AUSGEWÄHLTER AUSZUG
Der Absatz ist den Demonstranten der friedlichen Revolution zu verdanken. Genauso schnell wie auf den Montagsdemonstrationen in Dresden weißgrüne Sachsen-Fahnen auftauchten, erschienen in Görlitz die niederschlesischen Farben: eine Farbkombination, die nach der Lehre der Einheitssozialisten und auch vieler westdeutscher Politiker der 68er-Generation für die Ewiggestrigen stand. Es zeigte sich, daß in Görlitz und Umgebung das Schlesische überdauert hatte. Überdies waren hier viele aus Schlesien Vertriebene heimisch geworden und hatten die Erinnerung an die Heimat bewahrt.

AUFGABEN
[a] Welche Fahnen tauchten laut dem Auszug auf den Montagsdemonstrationen in Dresden auf?
[b] Prüfen Sie bitte, ob die folgenden Aussagen mit dem Auszug übereinstimmen: (i) In Görlitz erschienen die niederschlesischen Farben. (ii) Die niederschlesischen Farben kamen in Görlitz erst lange nach den Sachsen-Fahnen in Dresden auf. (iii) In Görlitz und Umgebung waren viele aus Schlesien Vertriebene heimisch geworden.

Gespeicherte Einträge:
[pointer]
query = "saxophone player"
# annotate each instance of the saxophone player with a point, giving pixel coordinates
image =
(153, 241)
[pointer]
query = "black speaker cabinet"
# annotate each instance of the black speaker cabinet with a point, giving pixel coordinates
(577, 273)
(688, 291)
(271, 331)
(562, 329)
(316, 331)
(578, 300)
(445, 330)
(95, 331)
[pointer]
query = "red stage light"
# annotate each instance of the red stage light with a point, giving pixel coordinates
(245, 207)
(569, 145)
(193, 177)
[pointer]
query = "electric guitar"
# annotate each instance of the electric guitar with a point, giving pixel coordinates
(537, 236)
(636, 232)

LÖSUNGEN
[a] Weißgrüne Sachsen-Fahnen.

[b]
(i) Ja: „erschienen in Görlitz die niederschlesischen Farben“.
(ii) Nein: „Genauso schnell wie auf den Montagsdemonstrationen in Dresden weißgrüne Sachsen-Fahnen auftauchten“.
(iii) Ja: „Überdies waren hier viele aus Schlesien Vertriebene heimisch geworden“.